— BEGIN MATERIAL —

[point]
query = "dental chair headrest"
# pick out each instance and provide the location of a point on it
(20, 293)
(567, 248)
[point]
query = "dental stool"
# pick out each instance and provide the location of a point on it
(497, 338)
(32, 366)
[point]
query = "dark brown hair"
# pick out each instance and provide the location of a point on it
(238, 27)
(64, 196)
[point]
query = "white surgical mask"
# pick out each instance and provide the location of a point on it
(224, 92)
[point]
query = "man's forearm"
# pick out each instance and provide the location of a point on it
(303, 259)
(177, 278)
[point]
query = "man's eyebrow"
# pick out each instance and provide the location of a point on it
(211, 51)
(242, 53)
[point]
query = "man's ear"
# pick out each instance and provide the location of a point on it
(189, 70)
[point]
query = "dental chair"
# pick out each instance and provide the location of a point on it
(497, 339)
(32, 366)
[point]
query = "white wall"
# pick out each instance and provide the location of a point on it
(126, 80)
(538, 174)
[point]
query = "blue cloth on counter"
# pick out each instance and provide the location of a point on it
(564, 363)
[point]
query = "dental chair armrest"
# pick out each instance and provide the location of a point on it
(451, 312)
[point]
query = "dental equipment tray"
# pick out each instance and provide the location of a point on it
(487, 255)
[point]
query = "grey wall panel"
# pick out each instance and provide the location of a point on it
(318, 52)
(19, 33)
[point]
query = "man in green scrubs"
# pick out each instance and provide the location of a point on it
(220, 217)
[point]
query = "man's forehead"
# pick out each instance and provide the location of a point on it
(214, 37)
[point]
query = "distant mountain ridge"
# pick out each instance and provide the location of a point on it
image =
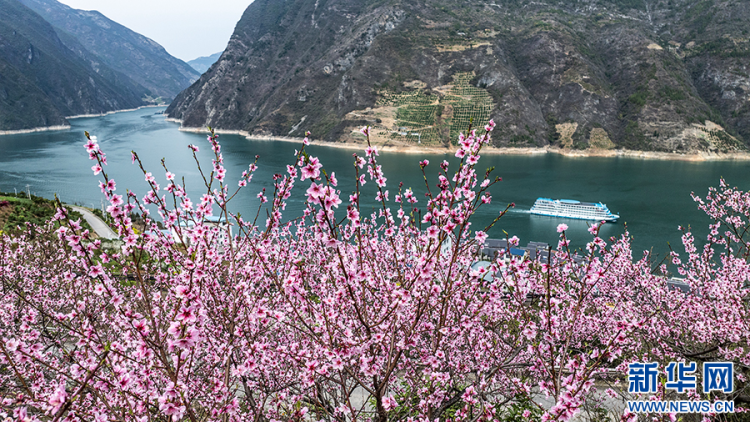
(42, 81)
(141, 59)
(81, 63)
(201, 64)
(635, 74)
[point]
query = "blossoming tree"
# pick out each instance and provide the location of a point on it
(340, 316)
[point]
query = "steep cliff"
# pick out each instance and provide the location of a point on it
(104, 43)
(637, 74)
(201, 64)
(42, 81)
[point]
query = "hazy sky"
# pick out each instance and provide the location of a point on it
(186, 28)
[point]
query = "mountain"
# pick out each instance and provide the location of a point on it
(42, 81)
(201, 64)
(101, 41)
(663, 75)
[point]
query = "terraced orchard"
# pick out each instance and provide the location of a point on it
(434, 117)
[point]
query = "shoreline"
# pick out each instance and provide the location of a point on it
(82, 116)
(34, 130)
(67, 127)
(408, 149)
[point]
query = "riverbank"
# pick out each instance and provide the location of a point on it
(81, 116)
(404, 148)
(34, 130)
(67, 127)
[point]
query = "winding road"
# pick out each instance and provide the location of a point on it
(100, 227)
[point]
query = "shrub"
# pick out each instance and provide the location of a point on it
(335, 315)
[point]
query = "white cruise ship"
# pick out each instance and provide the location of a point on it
(569, 208)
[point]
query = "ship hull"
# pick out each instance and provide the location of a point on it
(607, 219)
(567, 208)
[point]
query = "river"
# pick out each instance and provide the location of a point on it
(651, 196)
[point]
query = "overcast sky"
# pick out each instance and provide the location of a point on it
(186, 28)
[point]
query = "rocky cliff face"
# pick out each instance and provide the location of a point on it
(104, 43)
(638, 74)
(42, 81)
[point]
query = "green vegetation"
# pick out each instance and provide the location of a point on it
(434, 119)
(17, 209)
(673, 94)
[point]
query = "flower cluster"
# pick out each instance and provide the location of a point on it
(339, 315)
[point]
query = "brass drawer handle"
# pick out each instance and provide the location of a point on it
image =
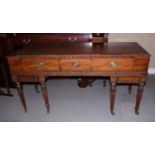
(113, 64)
(72, 39)
(39, 64)
(26, 41)
(75, 64)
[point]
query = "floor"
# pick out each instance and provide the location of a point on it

— END MATERIAL —

- [DIRECTIONS]
Skip the pictures, then retype every line above exactly.

- [SOLUTION TO THIS TASK]
[point]
query = "dental chair headrest"
# pick out each instance and provide the location of a point on it
(20, 293)
(567, 248)
[point]
query = "dental stool"
# pick out each instance and provide the location of a point on it
(497, 338)
(32, 366)
[point]
query = "dark brown hair"
# pick out each instance and provide the location of a point on it
(238, 27)
(64, 196)
[point]
query = "white surgical mask"
# pick out each instance and provide the location of a point on it
(224, 92)
[point]
query = "man's forearm"
# pick out each instance and provide the location of a point on it
(303, 259)
(177, 278)
[point]
query = "man's eyebrow"
# pick out each instance and provide the location of a point on it
(211, 51)
(242, 53)
[point]
query = "man's ear"
# pick out each instance and provide the location of a point on it
(189, 70)
[point]
query = "dental chair"
# pick out each instance and provide the location of a point on it
(497, 339)
(32, 366)
[point]
query = "white wall"
# pick out each instance and provide the location of a point on it
(126, 80)
(538, 174)
[point]
query = "blue cloth on counter"
# pick out each instance and provide the location of a point on it
(564, 363)
[point]
query = "dental chair armrest"
# pick out each instance and provide the location of a point on it
(451, 312)
[point]
query = "dental equipment tray"
# pick out each instance and provide the location of a point on it
(487, 255)
[point]
query = "grey wall panel"
# pick out each instance and provide the location of a point on it
(318, 52)
(19, 33)
[point]
query = "man in green scrubs"
# pick out each instance and provide the location of a point on it
(220, 217)
[point]
query = "man's forehead"
# pick out each instance and provide the location of a point on it
(214, 37)
[point]
query = "distant mountain ridge"
# pick out each instance and provide the location of a point on it
image =
(42, 81)
(141, 59)
(81, 63)
(201, 64)
(635, 74)
[point]
query = "blossoming tree"
# pick out each instance and provide the location of a point on it
(340, 316)
[point]
query = "steep cliff"
# pick out each instance and provide the location of a point on it
(104, 43)
(637, 74)
(201, 64)
(42, 81)
[point]
query = "hazy sky"
# pick out each instance and provide the location of a point on it
(186, 28)
[point]
query = "mountain"
# pick out each instance and provide the location of a point on it
(42, 81)
(201, 64)
(101, 41)
(663, 75)
[point]
query = "terraced orchard"
# pick out each instance and provide the location of a point on it
(434, 117)
[point]
query = "shoreline"
# pick out each instance and provide the location of a point on it
(82, 116)
(34, 130)
(67, 127)
(408, 149)
[point]
query = "riverbank"
# pick out each instance and provide the location of a point on it
(81, 116)
(404, 148)
(34, 130)
(67, 127)
[point]
query = "winding road"
# pick out each instance and provide the location of a point on it
(100, 227)
[point]
query = "shrub"
# pick out each instance and provide the location of a point on it
(335, 315)
[point]
query = "white cruise ship"
# pick out each instance and provide the location of a point on it
(569, 208)
[point]
query = "ship hull"
# pick out each instance and provide the location of a point on it
(607, 219)
(567, 208)
[point]
query = "river"
# pick out each instance and provide the location of a point on it
(651, 196)
[point]
query = "overcast sky"
# pick out each instance and provide the location of a point on it
(186, 28)
[point]
query = "rocky cliff face"
# pick out each instance and provide the location of a point on it
(104, 43)
(638, 74)
(42, 81)
[point]
query = "green vegetation"
# pick out each instance and provide the location of a point on it
(434, 119)
(17, 209)
(673, 94)
[point]
query = "flower cluster"
# pick out each instance and provide the location of a point on it
(339, 315)
[point]
query = "brass drawer handle"
# pick out each instance and provide the location of a point on it
image =
(113, 64)
(72, 39)
(39, 64)
(26, 41)
(75, 64)
[point]
query = "floor"
# pick out each instance and provide the location of a point on it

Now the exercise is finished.